- **Document**
Innogen Brotherton – review of book – “Film, History and Memory”, 2015.
Jennie M. Carlsten and Fearghal McGarry (eds), Film, History and Memory, Hampshire: Palgrave MacMillan, 2015; xiii + 209 pp.
‘Film, History and Memory’, edited by Jennie Carlsten and Fearghal McGarry was published in 2015 by Palgrave MacMillan. Carlsten is a professor working at Queens University Belfast, the main focus of her work is on Irish and Northern Irish cinema, with a more broad focus on national cinema, cultural memory. McGarry is also a professor of Queens University Belfast, his research specialises in modern Irish history, with an interest in the role of commemoration and historical memory. ‘Film, History and Memory’ studies the way in which film affects history, discussing “the relationship between film and history by considering how the medium of film shapes, reinforces or subverts our understanding of the past” (1) by focussing on memory, or the process in which history is formed. Taking a closer look at the way memories and meaning are attached to previous events, either by individuals, generations or organisations and governments. The limitations and benefits of how film affects historical memory is evaluated, with specific examples of different countries cinema being used. This essay will summarise each chapters aim and main argument finally coming to a conclusion about the success of the arguments and viewpoints presented in the book.

- **Given entries**
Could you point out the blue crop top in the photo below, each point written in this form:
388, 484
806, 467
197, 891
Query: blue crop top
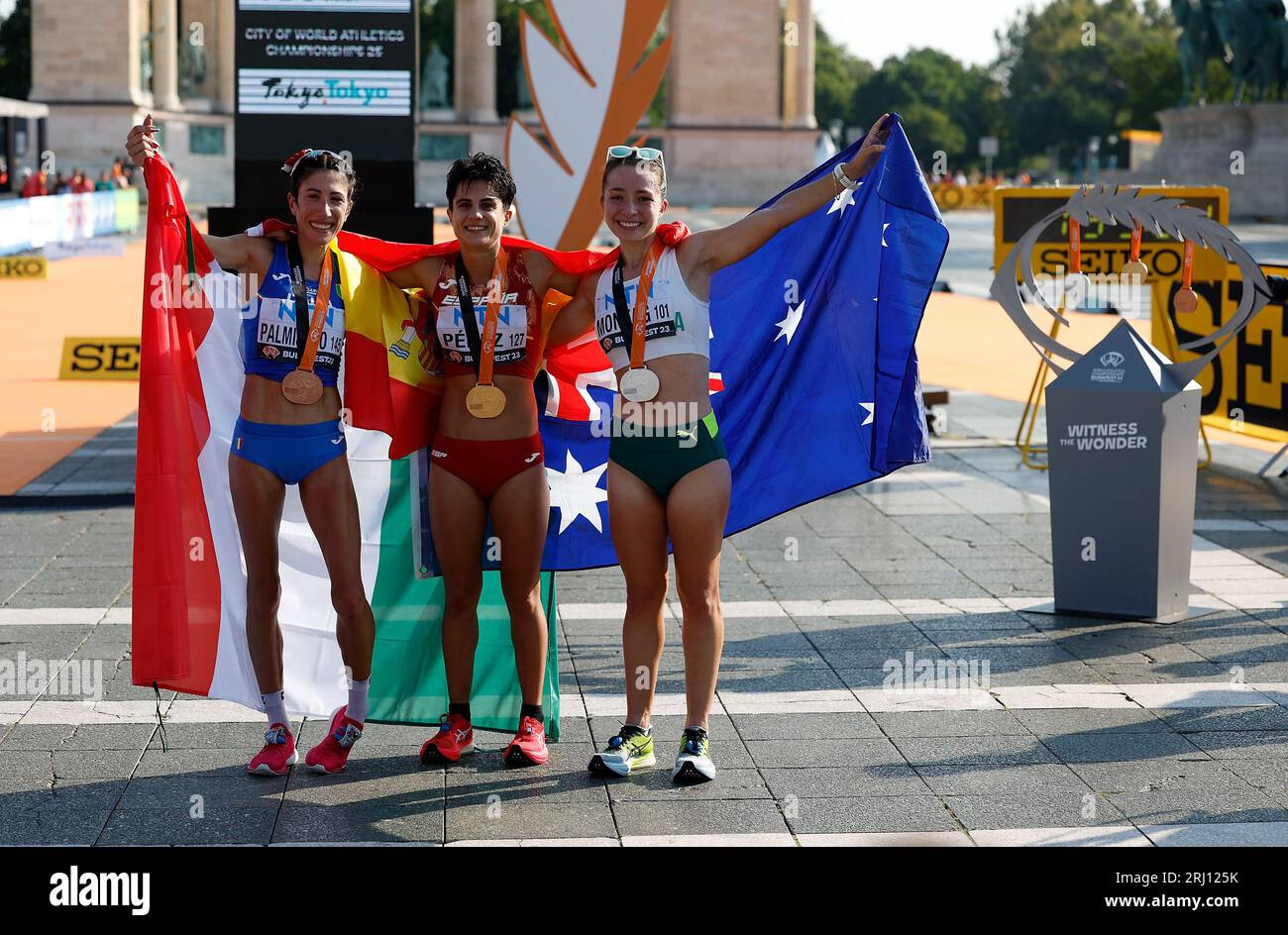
268, 339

- **Problem statement**
Reproduce the book review word for word, starting with "Innogen Brotherton –" and going on through "xiii + 209 pp.". The data comes from a separate source.

- **Reply to the task**
Innogen Brotherton – review of book – “Film, History and Memory”, 2015.
Jennie M. Carlsten and Fearghal McGarry (eds), Film, History and Memory, Hampshire: Palgrave MacMillan, 2015; xiii + 209 pp.